**Fragmento proporcionado:**
◇ ◇ ◇ ◇ ◇ ◇ ◇

Bungie ha lanzado Destiny 2: La Reina Bruja, una ampliación de contenido muy esperada por los fans del conocido juego "shoot and loot" que llegó en 2017, y que se ha mantenido bajo el modelo de juego como servicio, especialmente tras pasar a un modelo híbrido que combina una base gratuita con algunas expansiones de pago.
NJ Tech ha analizado esta nueva expansión centrándose en el rendimiento, y ha probado más de 30 tarjetas gráficas de diferentes generaciones, incluyendo tanto modelos de gama alta como otros de gama media y de gama baja. Esto nos servirá como referencia para hacernos una idea aproximada del rendimiento que podemos esperar en nuestro equipo, si tenemos una configuración similar.

◇ ◇ ◇ ◇ ◇ ◇ ◇

(Registros de origen)
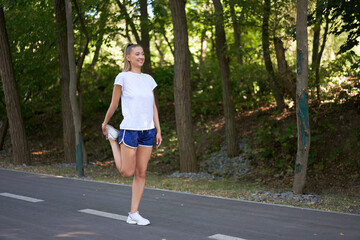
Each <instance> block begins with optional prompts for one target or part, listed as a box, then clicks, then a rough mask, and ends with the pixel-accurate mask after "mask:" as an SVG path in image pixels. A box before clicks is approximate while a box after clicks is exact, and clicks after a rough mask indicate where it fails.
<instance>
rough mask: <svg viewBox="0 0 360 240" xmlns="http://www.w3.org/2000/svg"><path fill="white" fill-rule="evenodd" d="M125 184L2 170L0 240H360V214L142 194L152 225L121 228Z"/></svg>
mask: <svg viewBox="0 0 360 240" xmlns="http://www.w3.org/2000/svg"><path fill="white" fill-rule="evenodd" d="M130 196H131V188H130V187H129V186H126V185H120V184H109V183H103V182H93V181H85V180H79V179H71V178H61V177H54V176H48V175H41V174H33V173H25V172H19V171H11V170H4V169H0V239H2V240H3V239H4V240H5V239H21V240H24V239H26V240H32V239H34V240H42V239H44V240H48V239H84V240H85V239H86V240H90V239H99V240H112V239H117V240H119V239H120V240H122V239H124V240H128V239H130V240H164V239H166V240H210V239H218V240H260V239H264V240H265V239H266V240H281V239H284V240H292V239H294V240H297V239H299V240H309V239H316V240H319V239H323V240H332V239H344V240H345V239H349V240H359V239H360V215H355V214H343V213H335V212H325V211H316V210H310V209H303V208H295V207H287V206H278V205H272V204H262V203H256V202H248V201H240V200H233V199H224V198H214V197H207V196H199V195H193V194H186V193H179V192H172V191H164V190H156V189H145V192H144V197H143V199H142V203H141V209H140V212H141V214H142V215H143V216H144V217H146V218H149V219H150V221H151V225H150V226H146V227H140V226H134V225H128V224H126V223H125V222H124V219H126V215H127V210H128V209H129V206H130Z"/></svg>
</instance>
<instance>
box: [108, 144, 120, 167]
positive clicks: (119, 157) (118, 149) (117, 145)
mask: <svg viewBox="0 0 360 240" xmlns="http://www.w3.org/2000/svg"><path fill="white" fill-rule="evenodd" d="M109 142H110V146H111V149H112V152H113V156H114V160H115V165H116V168H117V169H118V171H119V172H120V173H121V168H122V163H121V150H120V145H119V143H118V142H117V141H115V140H114V139H111V138H109Z"/></svg>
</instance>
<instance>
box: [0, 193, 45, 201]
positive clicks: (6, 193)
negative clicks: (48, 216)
mask: <svg viewBox="0 0 360 240" xmlns="http://www.w3.org/2000/svg"><path fill="white" fill-rule="evenodd" d="M0 196H3V197H9V198H15V199H18V200H23V201H27V202H32V203H37V202H43V201H44V200H41V199H36V198H31V197H25V196H21V195H16V194H12V193H0Z"/></svg>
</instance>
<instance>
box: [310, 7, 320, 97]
mask: <svg viewBox="0 0 360 240" xmlns="http://www.w3.org/2000/svg"><path fill="white" fill-rule="evenodd" d="M319 2H320V1H319V0H318V1H316V5H318V4H319ZM318 14H319V9H318V6H316V22H315V24H314V28H313V31H314V39H313V52H312V58H311V69H312V70H313V72H314V73H315V85H316V92H317V100H318V102H319V103H320V82H319V81H318V73H317V70H318V66H317V64H318V58H319V46H320V31H321V23H322V18H320V19H318Z"/></svg>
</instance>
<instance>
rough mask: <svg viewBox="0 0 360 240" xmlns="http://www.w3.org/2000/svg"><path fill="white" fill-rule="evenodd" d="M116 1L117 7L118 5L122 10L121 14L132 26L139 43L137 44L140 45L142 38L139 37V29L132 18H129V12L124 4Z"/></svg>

◇ ◇ ◇ ◇ ◇ ◇ ◇

**Por hacer:** Reproduce sin cambios la parte del texto sobre Destiny 2: La Reina Bruja que va desde "Bungie ha lanzado" hasta "una configuración similar.", ambos incluidos.

**Solución abajo:**
Bungie ha lanzado Destiny 2: La Reina Bruja, una ampliación de contenido muy esperada por los fans del conocido juego "shoot and loot" que llegó en 2017, y que se ha mantenido bajo el modelo de juego como servicio, especialmente tras pasar a un modelo híbrido que combina una base gratuita con algunas expansiones de pago.
NJ Tech ha analizado esta nueva expansión centrándose en el rendimiento, y ha probado más de 30 tarjetas gráficas de diferentes generaciones, incluyendo tanto modelos de gama alta como otros de gama media y de gama baja. Esto nos servirá como referencia para hacernos una idea aproximada del rendimiento que podemos esperar en nuestro equipo, si tenemos una configuración similar.